The reply is to be an exact repetition of the entries that follow, with each picture left out.

[Natural-language object grounding data]

******

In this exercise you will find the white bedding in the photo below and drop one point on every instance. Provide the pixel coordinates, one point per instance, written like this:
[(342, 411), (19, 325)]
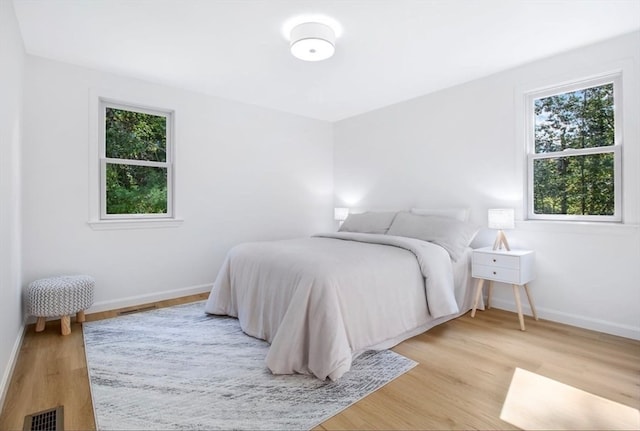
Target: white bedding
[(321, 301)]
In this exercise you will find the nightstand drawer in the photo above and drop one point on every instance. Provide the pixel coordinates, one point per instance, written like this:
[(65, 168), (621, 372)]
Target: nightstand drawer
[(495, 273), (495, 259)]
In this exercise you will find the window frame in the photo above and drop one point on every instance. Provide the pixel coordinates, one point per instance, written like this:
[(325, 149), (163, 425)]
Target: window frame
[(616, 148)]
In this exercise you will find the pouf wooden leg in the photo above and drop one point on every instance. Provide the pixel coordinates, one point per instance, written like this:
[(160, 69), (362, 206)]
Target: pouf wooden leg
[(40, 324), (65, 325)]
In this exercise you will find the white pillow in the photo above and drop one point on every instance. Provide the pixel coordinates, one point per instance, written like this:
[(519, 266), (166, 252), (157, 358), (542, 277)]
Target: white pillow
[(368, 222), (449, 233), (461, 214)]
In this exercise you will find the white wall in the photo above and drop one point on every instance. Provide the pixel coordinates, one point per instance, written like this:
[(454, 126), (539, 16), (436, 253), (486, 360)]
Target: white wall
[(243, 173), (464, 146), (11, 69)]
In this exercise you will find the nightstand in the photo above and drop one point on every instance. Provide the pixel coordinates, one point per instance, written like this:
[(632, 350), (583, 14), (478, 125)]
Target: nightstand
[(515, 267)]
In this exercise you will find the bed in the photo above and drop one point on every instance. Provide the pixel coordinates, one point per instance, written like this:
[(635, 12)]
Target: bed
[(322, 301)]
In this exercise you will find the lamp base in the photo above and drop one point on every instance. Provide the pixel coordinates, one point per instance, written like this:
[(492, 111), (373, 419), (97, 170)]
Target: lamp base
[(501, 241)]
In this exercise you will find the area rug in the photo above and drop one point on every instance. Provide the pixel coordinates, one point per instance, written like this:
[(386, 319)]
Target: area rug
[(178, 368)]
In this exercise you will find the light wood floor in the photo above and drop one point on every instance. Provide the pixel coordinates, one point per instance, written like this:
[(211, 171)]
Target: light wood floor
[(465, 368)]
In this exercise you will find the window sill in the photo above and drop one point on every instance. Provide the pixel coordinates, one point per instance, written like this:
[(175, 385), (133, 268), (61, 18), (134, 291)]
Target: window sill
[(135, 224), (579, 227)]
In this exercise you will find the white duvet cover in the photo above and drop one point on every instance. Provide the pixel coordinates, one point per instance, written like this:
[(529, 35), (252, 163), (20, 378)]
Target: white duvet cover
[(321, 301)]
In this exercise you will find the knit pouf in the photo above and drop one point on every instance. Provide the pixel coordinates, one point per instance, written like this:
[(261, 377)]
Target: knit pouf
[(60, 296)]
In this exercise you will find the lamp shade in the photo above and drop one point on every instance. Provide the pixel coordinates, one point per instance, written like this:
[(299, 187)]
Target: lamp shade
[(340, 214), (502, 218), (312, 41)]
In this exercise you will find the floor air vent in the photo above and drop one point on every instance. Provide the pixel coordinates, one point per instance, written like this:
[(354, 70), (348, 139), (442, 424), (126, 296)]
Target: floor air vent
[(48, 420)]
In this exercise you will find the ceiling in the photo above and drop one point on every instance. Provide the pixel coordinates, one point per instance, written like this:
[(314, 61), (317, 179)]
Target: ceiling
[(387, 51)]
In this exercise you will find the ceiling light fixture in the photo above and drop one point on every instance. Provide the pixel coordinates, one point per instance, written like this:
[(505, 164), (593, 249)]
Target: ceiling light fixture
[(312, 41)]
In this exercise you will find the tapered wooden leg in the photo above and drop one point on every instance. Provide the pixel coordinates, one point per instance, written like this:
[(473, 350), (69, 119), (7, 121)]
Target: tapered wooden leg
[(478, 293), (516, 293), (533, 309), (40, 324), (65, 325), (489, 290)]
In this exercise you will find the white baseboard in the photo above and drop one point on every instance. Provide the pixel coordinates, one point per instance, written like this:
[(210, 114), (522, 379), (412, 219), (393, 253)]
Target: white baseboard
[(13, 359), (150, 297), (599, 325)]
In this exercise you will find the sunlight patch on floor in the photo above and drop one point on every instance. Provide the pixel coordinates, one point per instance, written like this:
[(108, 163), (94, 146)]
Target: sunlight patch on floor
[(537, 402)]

******

● **TASK SOLUTION**
In this exercise you will find the white bedding in the photo below and drop one point on every instance. Provide the pixel coordinates, one point per instance, written like this:
[(342, 411), (19, 325)]
Target: white bedding
[(321, 301)]
In this exercise you will find the nightstand drawer in the photo above and drop one point on every instance. Provide the pixel coordinates, one point per instance, written like this:
[(65, 168), (621, 372)]
Target: nightstand drawer
[(495, 273), (495, 259)]
In this exercise you will find the window frame in the photo above and drop one point on every instance. Provide the pixel coordinates, one point per instance, written like this:
[(325, 149), (163, 425)]
Target: window frame
[(616, 148)]
In this exercise you will find the pouf wooden leg in the photo above and drop one point on every instance. Provide the pixel coordinates, one point per instance, written like this:
[(160, 69), (362, 206)]
Target: pouf wooden leg
[(40, 324), (65, 325)]
In this exercise you will find the white pillow in the photo above and drop one point on every instance. Provide the pixel coordinates, one point per instance, written like this:
[(519, 266), (166, 252), (157, 358), (542, 277)]
Target: white pillow
[(368, 222), (449, 233), (461, 214)]
In this exercise you will find the white wall in the photo above and drop one point on every instance. Provide the pixel coordinates, one point per instance, written like this:
[(454, 126), (539, 16), (436, 253), (486, 360)]
Target: white wall
[(243, 173), (464, 146), (11, 69)]
In this exercise you will find the nightstand in the photo above and drop one point on every instance. Provide the pixel coordinates, one point per instance, written like this:
[(632, 350), (583, 14), (478, 125)]
Target: nightstand
[(515, 267)]
In this exercise you will find the bed in the photo above and drop one point on every instance. Provide the pixel coordinates, one point per instance, written like this:
[(635, 12)]
Target: bed
[(322, 301)]
In this exercise you will find the lamp base in the photo above and drop one point on every instance. Provide the pixel coordinates, one point per instance, written like this:
[(492, 111), (373, 419), (97, 170)]
Target: lamp base
[(501, 241)]
In this exercise you will find the area rug in the photo above and drop one point on every instance. Provide the pixel coordinates, one point per instance, written like this:
[(386, 319)]
Target: area rug
[(178, 368)]
In this exercise you will find the light wood floor in the photo above and drop one point on every instance. Provide the pixel coordinates, one point per instance, written like this:
[(211, 171)]
Target: light wood floor
[(465, 368)]
In this exercise you will find the window sill in the photo above and drop one point on every instance. Provide the pixel coordinates, one point per instance, written like this:
[(175, 385), (133, 268), (61, 18), (134, 291)]
Target: window sill
[(135, 224), (579, 227)]
In this exercise you will find the white duvet cover in the photo above and drop one point on every instance. Provide the pixel coordinates, one point per instance, written like this:
[(529, 35), (252, 163), (20, 378)]
Target: white duvet cover
[(321, 301)]
In this exercise you will find the knit pouf in the photo above and drop one point on every instance. Provide the pixel coordinates, one point per instance, written like this:
[(261, 377)]
Target: knit pouf
[(60, 296)]
In this exercise you will find the lamp shade in the photo above and drop one point on every instance. Provide the pixel coordinates, one point per instance, written like this:
[(299, 187)]
Target: lamp shade
[(340, 214), (502, 218), (312, 41)]
In this exercise you will find the floor air vent in the photo above and drop one point on every instance. Provide the pixel coordinates, one point per instance, written like this:
[(354, 70), (348, 139), (442, 424), (126, 296)]
Target: floor air vent
[(48, 420)]
In this exercise you will find the ceiling in the photo above and drop one point on every instance. Provide the pixel coordinates, one point per instance, written like this:
[(314, 61), (317, 179)]
Target: ceiling
[(387, 51)]
In this exercise you will find the ceiling light fixture in the photo above and drop one point on every instance. Provide the pixel coordinates, one point per instance, written like this:
[(505, 164), (593, 249)]
Target: ceiling light fixture
[(312, 41)]
In this exercise you will find the tapered wooden leg in the photo above and drop one point on every instance. Provide the pixel coordinates, one point per instance, written like this:
[(473, 350), (69, 119), (7, 121)]
Target: tapered wooden leg
[(478, 293), (516, 293), (533, 309), (40, 324), (65, 325), (489, 290)]
In this exercise you will find the white baseboard in the photo above and drop one point on every instance. Provide the pixel coordinates, one point per instance, written like this:
[(210, 114), (522, 379), (412, 219), (393, 253)]
Target: white baseboard
[(13, 359), (150, 297), (599, 325)]
In this exercise you will find the sunlight patch on floor in the photo above and drop one point on every instance. Provide the pixel coordinates, one point per instance, written like this:
[(108, 163), (94, 146)]
Target: sunlight patch on floor
[(537, 402)]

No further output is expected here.